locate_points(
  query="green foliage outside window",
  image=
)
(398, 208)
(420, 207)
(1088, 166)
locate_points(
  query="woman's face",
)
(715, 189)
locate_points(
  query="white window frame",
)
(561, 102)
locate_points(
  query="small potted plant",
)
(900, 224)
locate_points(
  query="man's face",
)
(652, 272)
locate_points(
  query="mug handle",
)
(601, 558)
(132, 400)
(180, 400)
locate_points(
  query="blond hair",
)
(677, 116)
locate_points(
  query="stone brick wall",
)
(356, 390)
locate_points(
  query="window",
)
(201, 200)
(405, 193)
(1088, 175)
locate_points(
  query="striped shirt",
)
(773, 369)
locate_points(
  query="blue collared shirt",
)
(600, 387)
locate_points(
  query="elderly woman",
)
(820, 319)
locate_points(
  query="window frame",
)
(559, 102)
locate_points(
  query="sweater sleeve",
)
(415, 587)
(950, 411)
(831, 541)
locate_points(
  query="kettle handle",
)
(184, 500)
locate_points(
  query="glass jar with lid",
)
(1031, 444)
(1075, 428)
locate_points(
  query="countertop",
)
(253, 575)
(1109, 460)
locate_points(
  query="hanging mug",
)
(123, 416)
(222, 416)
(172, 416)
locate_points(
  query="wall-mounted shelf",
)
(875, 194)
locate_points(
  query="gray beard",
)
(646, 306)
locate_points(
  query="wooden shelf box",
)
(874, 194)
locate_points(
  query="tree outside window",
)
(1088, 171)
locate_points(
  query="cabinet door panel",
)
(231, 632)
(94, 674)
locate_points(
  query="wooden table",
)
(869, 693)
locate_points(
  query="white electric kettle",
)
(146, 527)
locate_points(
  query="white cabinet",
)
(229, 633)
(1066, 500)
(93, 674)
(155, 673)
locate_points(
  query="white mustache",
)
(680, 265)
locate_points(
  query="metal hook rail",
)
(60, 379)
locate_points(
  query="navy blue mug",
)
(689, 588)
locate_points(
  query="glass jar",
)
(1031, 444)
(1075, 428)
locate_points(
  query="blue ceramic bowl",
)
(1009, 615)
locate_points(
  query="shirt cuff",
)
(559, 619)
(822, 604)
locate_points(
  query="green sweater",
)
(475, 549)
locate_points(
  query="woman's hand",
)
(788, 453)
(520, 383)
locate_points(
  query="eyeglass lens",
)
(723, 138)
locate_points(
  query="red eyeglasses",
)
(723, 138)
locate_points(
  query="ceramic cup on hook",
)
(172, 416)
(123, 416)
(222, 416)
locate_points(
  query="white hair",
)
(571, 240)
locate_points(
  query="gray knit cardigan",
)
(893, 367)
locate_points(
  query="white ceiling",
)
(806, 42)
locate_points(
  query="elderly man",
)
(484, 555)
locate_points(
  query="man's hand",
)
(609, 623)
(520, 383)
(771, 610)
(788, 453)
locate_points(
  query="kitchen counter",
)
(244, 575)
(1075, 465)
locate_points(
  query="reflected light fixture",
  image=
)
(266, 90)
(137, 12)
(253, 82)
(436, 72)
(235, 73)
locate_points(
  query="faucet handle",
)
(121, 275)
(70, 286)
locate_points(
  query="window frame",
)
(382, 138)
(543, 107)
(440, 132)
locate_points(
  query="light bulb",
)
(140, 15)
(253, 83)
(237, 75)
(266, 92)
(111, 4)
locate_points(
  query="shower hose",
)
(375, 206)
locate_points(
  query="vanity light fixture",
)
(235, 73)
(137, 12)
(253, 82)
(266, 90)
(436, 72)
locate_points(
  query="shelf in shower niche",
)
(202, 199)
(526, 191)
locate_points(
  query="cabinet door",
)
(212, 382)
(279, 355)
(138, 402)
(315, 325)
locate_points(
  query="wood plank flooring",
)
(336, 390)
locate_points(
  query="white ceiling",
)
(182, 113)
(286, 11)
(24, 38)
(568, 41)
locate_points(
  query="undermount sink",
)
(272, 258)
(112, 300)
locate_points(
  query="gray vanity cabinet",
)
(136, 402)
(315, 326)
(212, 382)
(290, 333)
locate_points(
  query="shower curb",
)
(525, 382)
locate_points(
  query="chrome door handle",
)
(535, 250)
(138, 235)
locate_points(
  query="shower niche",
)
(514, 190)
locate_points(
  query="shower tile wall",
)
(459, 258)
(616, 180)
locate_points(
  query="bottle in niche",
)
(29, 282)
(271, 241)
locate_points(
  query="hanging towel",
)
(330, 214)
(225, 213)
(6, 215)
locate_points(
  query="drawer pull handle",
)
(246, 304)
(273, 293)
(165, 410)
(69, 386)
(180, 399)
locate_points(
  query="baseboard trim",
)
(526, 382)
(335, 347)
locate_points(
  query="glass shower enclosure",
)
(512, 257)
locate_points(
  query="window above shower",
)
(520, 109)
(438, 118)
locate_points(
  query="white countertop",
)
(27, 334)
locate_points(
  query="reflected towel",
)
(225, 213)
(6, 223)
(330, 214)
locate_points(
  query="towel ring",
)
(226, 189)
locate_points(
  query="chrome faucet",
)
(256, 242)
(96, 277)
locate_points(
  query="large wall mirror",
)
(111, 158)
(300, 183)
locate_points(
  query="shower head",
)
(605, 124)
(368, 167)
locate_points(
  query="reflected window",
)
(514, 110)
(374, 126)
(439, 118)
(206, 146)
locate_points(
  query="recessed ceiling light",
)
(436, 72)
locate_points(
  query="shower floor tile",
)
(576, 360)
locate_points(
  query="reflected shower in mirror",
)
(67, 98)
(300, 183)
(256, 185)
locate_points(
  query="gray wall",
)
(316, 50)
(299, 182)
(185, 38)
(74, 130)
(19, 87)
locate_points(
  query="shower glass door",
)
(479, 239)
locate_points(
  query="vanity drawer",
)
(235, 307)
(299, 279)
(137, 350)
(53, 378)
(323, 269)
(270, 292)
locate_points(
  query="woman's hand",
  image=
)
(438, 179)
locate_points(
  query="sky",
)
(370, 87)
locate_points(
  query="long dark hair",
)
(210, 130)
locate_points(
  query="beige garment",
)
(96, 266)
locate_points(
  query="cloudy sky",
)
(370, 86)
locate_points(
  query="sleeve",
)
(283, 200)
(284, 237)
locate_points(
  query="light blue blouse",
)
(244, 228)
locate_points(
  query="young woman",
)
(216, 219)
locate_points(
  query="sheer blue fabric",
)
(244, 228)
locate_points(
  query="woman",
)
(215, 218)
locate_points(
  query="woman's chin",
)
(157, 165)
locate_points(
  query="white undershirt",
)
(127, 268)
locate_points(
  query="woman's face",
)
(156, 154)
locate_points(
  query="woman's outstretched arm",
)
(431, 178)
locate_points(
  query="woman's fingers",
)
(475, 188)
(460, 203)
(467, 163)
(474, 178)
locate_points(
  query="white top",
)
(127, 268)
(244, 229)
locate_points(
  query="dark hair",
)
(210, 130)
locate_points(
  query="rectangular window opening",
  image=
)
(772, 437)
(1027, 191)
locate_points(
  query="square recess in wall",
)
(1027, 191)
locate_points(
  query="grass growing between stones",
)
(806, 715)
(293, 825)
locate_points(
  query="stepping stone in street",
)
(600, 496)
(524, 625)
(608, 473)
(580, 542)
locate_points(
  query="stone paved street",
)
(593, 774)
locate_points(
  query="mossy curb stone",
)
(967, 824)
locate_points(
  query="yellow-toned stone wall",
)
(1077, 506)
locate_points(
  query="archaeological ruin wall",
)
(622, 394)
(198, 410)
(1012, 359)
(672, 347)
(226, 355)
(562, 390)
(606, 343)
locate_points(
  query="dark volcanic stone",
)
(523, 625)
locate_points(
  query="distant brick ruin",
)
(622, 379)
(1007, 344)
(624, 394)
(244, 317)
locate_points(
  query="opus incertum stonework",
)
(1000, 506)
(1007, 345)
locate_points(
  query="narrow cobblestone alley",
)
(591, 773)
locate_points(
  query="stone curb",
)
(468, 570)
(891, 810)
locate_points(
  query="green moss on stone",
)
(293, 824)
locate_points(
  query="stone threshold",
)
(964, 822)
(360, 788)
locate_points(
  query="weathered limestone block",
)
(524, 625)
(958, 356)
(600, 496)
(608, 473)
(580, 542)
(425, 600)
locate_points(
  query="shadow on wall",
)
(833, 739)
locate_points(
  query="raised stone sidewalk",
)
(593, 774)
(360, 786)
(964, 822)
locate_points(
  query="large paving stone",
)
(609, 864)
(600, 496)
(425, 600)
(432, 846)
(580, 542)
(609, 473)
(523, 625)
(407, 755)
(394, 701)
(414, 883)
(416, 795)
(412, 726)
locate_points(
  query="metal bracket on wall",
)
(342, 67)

━━━━

--- Stated problem ---
Show every line that contains the string "brick", treating uppercase and lowercase as different.

--- Result of this task ---
  query="stone brick wall",
  query="distant brick ruin",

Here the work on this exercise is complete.